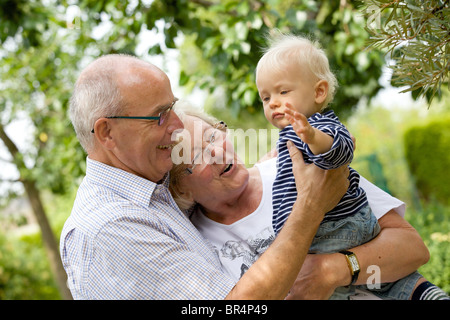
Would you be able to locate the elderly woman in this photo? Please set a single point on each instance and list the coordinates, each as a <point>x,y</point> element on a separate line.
<point>231,206</point>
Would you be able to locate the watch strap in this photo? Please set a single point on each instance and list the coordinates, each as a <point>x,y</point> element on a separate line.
<point>353,265</point>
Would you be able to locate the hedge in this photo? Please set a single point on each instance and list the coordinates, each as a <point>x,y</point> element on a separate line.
<point>427,151</point>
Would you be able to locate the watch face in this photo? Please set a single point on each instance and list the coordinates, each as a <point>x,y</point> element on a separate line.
<point>354,262</point>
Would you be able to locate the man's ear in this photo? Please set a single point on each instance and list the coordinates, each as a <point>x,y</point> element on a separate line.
<point>102,131</point>
<point>321,91</point>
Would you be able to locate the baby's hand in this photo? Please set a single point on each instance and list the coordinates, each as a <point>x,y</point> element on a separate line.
<point>300,124</point>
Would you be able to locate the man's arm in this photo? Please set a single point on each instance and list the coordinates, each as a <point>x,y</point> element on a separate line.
<point>398,251</point>
<point>273,274</point>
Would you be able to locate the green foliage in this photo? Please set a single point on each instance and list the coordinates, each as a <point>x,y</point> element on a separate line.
<point>380,132</point>
<point>427,153</point>
<point>433,224</point>
<point>231,34</point>
<point>24,270</point>
<point>417,34</point>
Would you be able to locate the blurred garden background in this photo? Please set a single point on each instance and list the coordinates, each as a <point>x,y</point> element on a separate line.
<point>391,59</point>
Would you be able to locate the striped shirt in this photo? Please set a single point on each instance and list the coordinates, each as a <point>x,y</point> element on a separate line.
<point>341,153</point>
<point>127,239</point>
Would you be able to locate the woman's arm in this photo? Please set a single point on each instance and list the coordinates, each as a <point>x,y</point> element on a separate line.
<point>398,250</point>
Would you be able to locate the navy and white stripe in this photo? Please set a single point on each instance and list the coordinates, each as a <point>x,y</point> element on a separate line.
<point>341,153</point>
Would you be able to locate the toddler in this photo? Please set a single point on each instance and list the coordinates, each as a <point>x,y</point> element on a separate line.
<point>295,84</point>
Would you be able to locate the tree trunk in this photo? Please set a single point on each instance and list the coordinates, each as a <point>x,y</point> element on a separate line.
<point>48,237</point>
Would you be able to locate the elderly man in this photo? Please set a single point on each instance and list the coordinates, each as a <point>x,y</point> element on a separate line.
<point>125,237</point>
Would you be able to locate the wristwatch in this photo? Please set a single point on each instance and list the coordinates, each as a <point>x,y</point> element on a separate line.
<point>353,264</point>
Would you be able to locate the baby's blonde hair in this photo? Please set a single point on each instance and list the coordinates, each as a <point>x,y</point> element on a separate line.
<point>285,49</point>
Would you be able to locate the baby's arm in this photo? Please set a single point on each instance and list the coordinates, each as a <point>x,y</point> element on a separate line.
<point>317,141</point>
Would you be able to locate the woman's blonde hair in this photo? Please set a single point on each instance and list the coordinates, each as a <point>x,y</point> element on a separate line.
<point>179,192</point>
<point>285,49</point>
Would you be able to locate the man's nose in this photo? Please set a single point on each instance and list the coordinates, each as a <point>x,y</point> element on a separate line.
<point>174,123</point>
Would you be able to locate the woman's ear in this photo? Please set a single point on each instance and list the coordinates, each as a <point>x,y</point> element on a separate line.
<point>321,91</point>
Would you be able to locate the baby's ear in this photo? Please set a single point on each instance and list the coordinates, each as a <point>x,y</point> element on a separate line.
<point>321,91</point>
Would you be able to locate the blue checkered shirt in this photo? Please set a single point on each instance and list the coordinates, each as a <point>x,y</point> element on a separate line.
<point>127,239</point>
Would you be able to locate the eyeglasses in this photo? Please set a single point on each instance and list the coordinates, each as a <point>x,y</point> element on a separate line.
<point>162,116</point>
<point>219,125</point>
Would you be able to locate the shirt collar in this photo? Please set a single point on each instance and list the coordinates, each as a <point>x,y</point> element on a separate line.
<point>122,183</point>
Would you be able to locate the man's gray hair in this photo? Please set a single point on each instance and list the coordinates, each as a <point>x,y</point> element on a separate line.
<point>96,95</point>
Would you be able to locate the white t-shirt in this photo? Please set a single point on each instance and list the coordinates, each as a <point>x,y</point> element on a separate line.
<point>240,244</point>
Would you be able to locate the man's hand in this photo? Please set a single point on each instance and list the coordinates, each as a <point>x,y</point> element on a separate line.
<point>317,189</point>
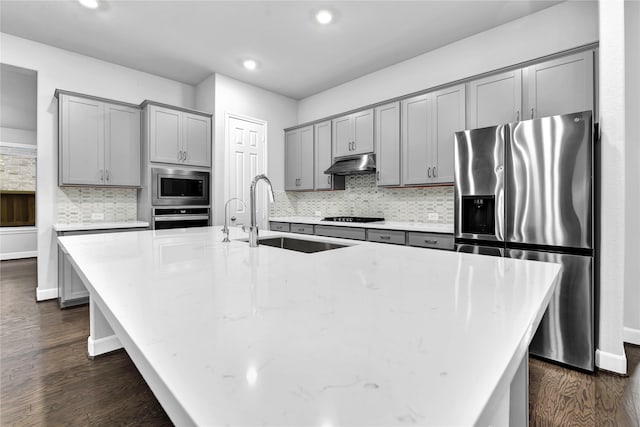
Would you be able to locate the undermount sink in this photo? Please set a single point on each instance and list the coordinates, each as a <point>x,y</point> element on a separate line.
<point>299,245</point>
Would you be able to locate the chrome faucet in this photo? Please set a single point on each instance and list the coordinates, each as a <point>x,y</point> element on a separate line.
<point>225,229</point>
<point>253,228</point>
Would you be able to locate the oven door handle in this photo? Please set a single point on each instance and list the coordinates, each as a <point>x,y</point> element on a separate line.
<point>180,218</point>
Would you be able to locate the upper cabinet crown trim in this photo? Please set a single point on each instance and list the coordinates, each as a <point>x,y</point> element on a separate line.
<point>173,107</point>
<point>59,92</point>
<point>591,46</point>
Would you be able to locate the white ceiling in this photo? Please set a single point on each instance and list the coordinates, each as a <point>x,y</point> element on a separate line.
<point>189,40</point>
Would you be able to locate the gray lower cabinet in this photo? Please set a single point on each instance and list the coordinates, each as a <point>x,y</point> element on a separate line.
<point>302,228</point>
<point>341,232</point>
<point>279,226</point>
<point>71,290</point>
<point>430,240</point>
<point>386,236</point>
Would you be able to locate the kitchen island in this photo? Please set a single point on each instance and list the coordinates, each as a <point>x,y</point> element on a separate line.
<point>367,334</point>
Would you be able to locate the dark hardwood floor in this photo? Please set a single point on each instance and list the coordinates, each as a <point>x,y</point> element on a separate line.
<point>47,379</point>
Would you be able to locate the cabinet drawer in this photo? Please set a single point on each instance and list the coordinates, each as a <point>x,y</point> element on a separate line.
<point>386,236</point>
<point>279,226</point>
<point>430,240</point>
<point>302,228</point>
<point>341,232</point>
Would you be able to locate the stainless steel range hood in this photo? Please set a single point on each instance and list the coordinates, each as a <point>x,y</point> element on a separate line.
<point>365,163</point>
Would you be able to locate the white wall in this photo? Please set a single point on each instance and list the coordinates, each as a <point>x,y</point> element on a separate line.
<point>551,30</point>
<point>18,105</point>
<point>632,272</point>
<point>62,69</point>
<point>233,96</point>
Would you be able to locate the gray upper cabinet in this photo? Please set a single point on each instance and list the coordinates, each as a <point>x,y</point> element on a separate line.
<point>322,137</point>
<point>353,134</point>
<point>448,117</point>
<point>416,137</point>
<point>495,100</point>
<point>122,156</point>
<point>178,137</point>
<point>428,124</point>
<point>387,137</point>
<point>99,142</point>
<point>299,159</point>
<point>560,86</point>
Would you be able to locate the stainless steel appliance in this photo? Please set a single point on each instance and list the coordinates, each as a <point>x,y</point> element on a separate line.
<point>164,218</point>
<point>178,187</point>
<point>525,190</point>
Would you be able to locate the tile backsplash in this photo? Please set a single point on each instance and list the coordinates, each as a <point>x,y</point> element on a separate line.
<point>362,197</point>
<point>17,172</point>
<point>77,204</point>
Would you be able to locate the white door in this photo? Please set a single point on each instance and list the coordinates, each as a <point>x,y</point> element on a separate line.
<point>246,145</point>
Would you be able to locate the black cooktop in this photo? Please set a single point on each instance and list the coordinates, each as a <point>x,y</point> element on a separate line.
<point>352,219</point>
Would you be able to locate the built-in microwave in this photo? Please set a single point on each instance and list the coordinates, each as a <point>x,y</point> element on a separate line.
<point>179,187</point>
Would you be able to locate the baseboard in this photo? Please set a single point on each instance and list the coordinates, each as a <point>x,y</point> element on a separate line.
<point>45,294</point>
<point>18,255</point>
<point>103,345</point>
<point>611,362</point>
<point>632,336</point>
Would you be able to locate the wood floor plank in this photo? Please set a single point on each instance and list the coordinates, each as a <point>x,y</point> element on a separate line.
<point>46,379</point>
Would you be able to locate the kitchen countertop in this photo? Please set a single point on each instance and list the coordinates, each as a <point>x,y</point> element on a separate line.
<point>383,225</point>
<point>99,225</point>
<point>369,334</point>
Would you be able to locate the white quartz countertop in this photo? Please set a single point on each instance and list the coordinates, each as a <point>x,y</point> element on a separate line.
<point>100,225</point>
<point>383,225</point>
<point>369,334</point>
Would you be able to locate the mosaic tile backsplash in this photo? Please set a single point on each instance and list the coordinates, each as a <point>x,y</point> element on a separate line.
<point>17,172</point>
<point>362,197</point>
<point>76,204</point>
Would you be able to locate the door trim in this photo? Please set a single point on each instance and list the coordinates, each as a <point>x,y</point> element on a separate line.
<point>227,157</point>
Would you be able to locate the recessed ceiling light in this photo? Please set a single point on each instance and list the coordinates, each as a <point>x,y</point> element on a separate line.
<point>91,4</point>
<point>250,64</point>
<point>324,17</point>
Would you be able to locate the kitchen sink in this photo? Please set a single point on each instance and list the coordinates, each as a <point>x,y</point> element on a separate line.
<point>299,245</point>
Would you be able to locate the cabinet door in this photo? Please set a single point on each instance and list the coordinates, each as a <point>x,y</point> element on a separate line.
<point>322,140</point>
<point>387,136</point>
<point>416,118</point>
<point>122,147</point>
<point>165,133</point>
<point>305,161</point>
<point>81,156</point>
<point>362,132</point>
<point>495,100</point>
<point>196,140</point>
<point>448,118</point>
<point>560,86</point>
<point>291,159</point>
<point>342,136</point>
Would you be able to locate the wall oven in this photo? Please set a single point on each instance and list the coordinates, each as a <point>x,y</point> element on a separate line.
<point>165,218</point>
<point>178,187</point>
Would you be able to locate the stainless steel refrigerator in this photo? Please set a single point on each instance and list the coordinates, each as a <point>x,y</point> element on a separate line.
<point>525,190</point>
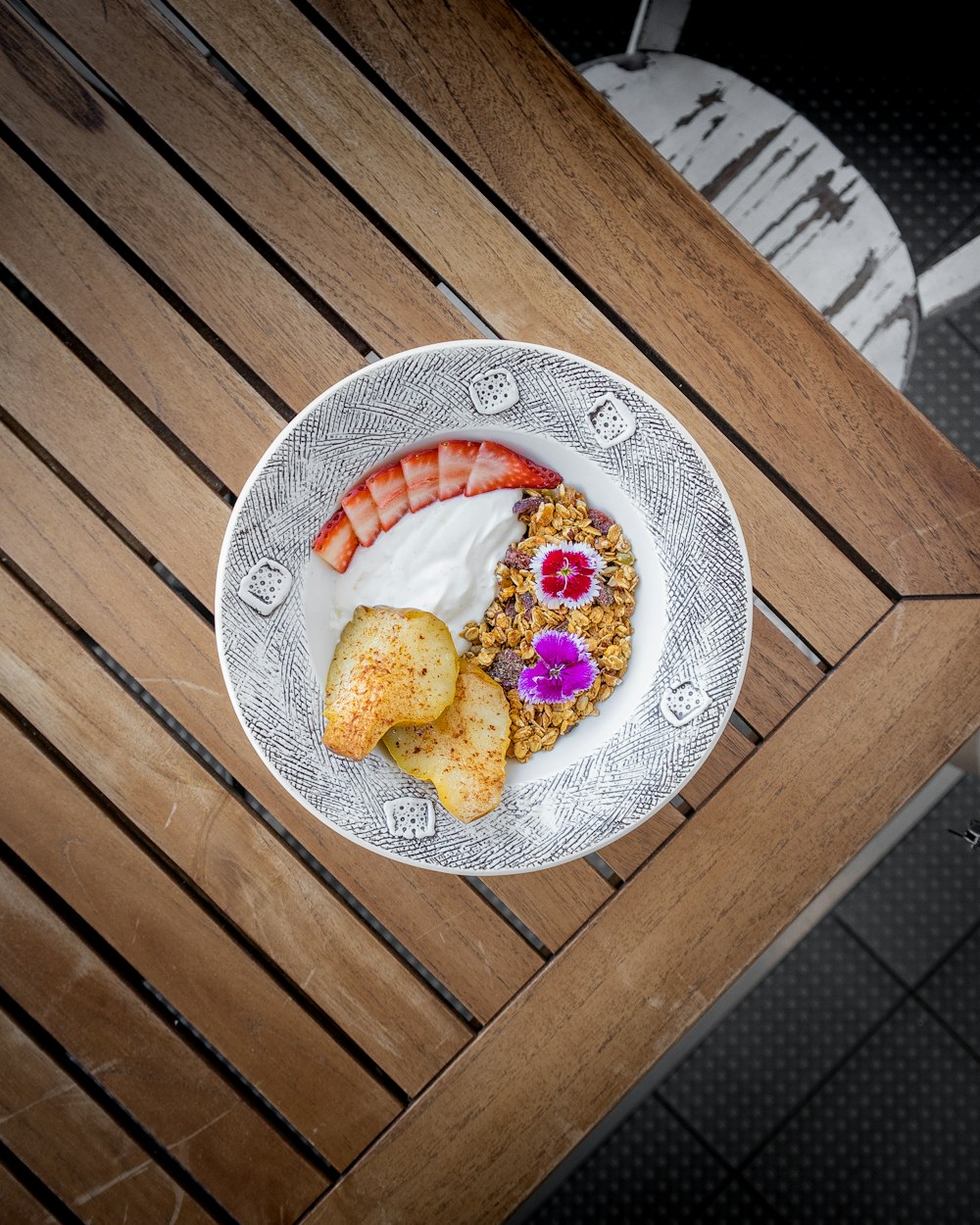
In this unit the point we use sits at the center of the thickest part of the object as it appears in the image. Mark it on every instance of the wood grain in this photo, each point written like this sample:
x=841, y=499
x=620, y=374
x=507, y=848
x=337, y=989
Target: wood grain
x=166, y=221
x=176, y=946
x=137, y=1057
x=231, y=857
x=109, y=450
x=626, y=854
x=96, y=1169
x=514, y=288
x=780, y=677
x=130, y=328
x=782, y=376
x=53, y=682
x=19, y=1203
x=681, y=930
x=730, y=751
x=171, y=651
x=554, y=903
x=209, y=122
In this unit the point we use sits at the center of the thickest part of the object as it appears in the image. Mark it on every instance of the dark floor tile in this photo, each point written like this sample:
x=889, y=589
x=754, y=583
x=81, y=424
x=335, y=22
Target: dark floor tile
x=780, y=1042
x=651, y=1170
x=582, y=32
x=924, y=896
x=911, y=133
x=966, y=322
x=891, y=1138
x=945, y=383
x=738, y=1204
x=955, y=989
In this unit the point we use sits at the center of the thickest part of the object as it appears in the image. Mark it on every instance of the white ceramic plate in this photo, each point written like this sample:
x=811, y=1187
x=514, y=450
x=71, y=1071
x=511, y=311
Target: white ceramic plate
x=630, y=459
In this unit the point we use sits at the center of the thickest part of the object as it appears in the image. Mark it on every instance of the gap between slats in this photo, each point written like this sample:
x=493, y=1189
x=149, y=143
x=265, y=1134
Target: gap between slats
x=191, y=887
x=108, y=1105
x=341, y=318
x=318, y=13
x=505, y=909
x=156, y=1004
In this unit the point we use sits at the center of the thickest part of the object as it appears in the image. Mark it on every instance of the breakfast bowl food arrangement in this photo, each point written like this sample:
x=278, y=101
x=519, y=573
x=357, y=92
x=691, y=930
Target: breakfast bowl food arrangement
x=484, y=607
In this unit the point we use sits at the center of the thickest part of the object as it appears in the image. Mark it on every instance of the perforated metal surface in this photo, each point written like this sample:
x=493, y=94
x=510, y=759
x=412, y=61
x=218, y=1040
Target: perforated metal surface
x=856, y=1064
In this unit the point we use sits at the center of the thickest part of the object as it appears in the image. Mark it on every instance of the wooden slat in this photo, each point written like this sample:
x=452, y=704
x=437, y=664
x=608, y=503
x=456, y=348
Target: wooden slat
x=514, y=288
x=38, y=376
x=109, y=450
x=148, y=630
x=553, y=903
x=626, y=854
x=122, y=319
x=166, y=221
x=681, y=930
x=137, y=1057
x=778, y=679
x=94, y=1167
x=206, y=121
x=130, y=328
x=220, y=843
x=19, y=1204
x=841, y=435
x=205, y=974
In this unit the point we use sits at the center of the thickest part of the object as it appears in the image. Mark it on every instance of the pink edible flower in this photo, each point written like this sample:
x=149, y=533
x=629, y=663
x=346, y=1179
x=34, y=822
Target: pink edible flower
x=564, y=667
x=566, y=576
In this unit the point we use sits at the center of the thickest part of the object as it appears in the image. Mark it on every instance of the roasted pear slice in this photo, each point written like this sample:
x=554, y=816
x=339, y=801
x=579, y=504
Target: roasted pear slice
x=391, y=666
x=464, y=751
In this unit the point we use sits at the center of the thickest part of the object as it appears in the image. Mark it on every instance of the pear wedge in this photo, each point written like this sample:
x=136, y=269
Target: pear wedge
x=464, y=751
x=391, y=666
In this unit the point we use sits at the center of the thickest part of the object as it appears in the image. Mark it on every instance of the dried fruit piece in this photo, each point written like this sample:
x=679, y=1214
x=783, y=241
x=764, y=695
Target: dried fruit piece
x=420, y=470
x=456, y=459
x=498, y=466
x=527, y=505
x=391, y=666
x=336, y=542
x=464, y=751
x=390, y=493
x=362, y=510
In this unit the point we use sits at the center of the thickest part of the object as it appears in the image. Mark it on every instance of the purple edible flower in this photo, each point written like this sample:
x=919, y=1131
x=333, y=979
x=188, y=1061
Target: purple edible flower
x=564, y=667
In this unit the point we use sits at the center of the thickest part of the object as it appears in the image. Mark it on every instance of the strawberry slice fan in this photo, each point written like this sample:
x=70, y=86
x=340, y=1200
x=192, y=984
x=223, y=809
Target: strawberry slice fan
x=454, y=468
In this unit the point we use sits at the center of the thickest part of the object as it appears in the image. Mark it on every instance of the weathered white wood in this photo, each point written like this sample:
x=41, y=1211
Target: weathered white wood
x=951, y=282
x=784, y=186
x=658, y=25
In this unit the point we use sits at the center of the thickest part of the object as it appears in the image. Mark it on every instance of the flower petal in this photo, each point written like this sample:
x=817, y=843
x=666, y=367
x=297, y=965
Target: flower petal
x=557, y=647
x=578, y=676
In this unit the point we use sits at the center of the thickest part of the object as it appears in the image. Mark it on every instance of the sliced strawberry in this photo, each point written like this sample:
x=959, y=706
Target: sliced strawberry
x=421, y=476
x=498, y=466
x=363, y=514
x=336, y=540
x=390, y=493
x=455, y=465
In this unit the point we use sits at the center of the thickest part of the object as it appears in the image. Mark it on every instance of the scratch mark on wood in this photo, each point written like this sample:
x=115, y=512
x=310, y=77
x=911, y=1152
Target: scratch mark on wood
x=705, y=99
x=828, y=205
x=857, y=284
x=88, y=1196
x=724, y=176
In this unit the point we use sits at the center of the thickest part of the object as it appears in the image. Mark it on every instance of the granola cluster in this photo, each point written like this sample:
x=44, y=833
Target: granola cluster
x=504, y=642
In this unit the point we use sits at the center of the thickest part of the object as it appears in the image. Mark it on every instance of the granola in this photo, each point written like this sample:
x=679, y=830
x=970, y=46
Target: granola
x=596, y=618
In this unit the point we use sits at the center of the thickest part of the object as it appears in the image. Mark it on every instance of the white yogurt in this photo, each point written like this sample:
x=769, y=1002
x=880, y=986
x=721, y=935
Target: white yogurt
x=440, y=559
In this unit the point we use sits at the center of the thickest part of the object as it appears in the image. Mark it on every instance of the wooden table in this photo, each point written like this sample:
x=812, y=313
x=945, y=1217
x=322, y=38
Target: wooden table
x=216, y=1008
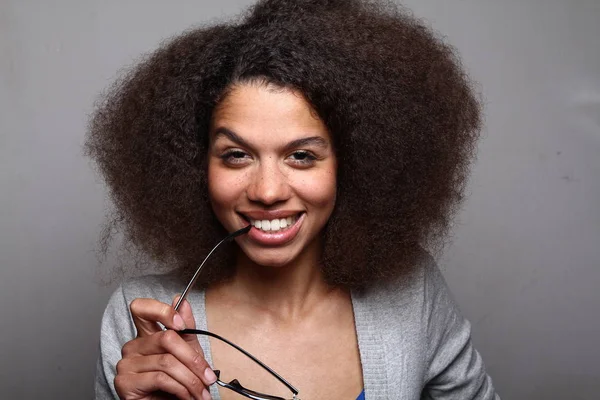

_Problem_. When you reach the line with "Target: sliced strawberry" in the records above, start writing out lines exactly, and stop once the line with "x=322, y=38" has been written; include nothing else.

_Expected answer_.
Target: sliced strawberry
x=421, y=476
x=498, y=466
x=363, y=514
x=336, y=540
x=390, y=493
x=455, y=465
In this unit the point we use sits at the center of the thickest part of the object as it appears in the image. Mark it on every instance of the scratch mark on wood in this photo, each point written like this sample:
x=115, y=512
x=310, y=77
x=911, y=1152
Target: scratch mark on wood
x=705, y=99
x=828, y=205
x=857, y=284
x=88, y=1196
x=724, y=176
In this unit the point we use sits at the center of the thickest part of the object as it appears in the image. Mark it on every instance of the granola cluster in this photo, each point written like this sample:
x=44, y=833
Target: granola cluster
x=504, y=642
In this unit the point we use sits at the center of the thickest part of the object as it appears in the image. Mark it on every instance of the granola in this photo, each point written like this sample:
x=679, y=830
x=970, y=46
Target: granola
x=596, y=618
In this unit the point we use sits at the center of the thickest part of the object as it appears in the image. Mark it on every instance of the white yogurt in this photo, each point written like this sample:
x=769, y=1002
x=880, y=986
x=721, y=935
Target: white yogurt
x=440, y=559
In this unit the point we use sits at the center of the thickest part of the object as it appears in the image. Mark it on every instance of the wooden table in this photo, each point written like this sample:
x=812, y=313
x=945, y=1217
x=322, y=38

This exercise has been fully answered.